Return the full material exactly.

··· PROVIDED INFORMATION ···

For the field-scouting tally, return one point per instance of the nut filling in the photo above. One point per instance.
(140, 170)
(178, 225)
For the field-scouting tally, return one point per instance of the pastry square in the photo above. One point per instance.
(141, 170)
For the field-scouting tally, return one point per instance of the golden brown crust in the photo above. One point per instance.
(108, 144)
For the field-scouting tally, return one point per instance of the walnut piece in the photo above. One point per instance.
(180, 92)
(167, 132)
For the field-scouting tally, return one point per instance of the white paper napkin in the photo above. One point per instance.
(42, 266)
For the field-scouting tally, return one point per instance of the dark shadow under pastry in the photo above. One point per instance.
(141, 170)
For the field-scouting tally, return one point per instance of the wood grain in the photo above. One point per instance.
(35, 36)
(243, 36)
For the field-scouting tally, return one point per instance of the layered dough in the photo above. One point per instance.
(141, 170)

···

● ANSWER
For the field-scouting tally, return one point per instance of the nut filling in the photo above. One point per instance.
(140, 170)
(178, 225)
For the field-scouting tally, return one point per instance of the pastry square in the photo above. One point per instance.
(141, 170)
For the field-scouting tally, return one point per instance of the golden brown crust in the photo above. One point per instance.
(108, 144)
For the field-scouting tally, return one point per instance of the walnut piece in the photo above. One point per instance.
(180, 92)
(167, 132)
For the field-scouting tally, return one point per instance of the white paper napkin in the photo above. One point per instance.
(42, 266)
For the field-scouting tally, return one point per instance of the dark shadow under pastry in the photo above. One point per instance.
(141, 170)
For the field-scouting tally, return one point per instance of the wood grain in the photo above. One point per instance.
(35, 36)
(243, 36)
For the field-scouting tally, return one point per instance of the layered dough in the photo above. One point per instance.
(141, 170)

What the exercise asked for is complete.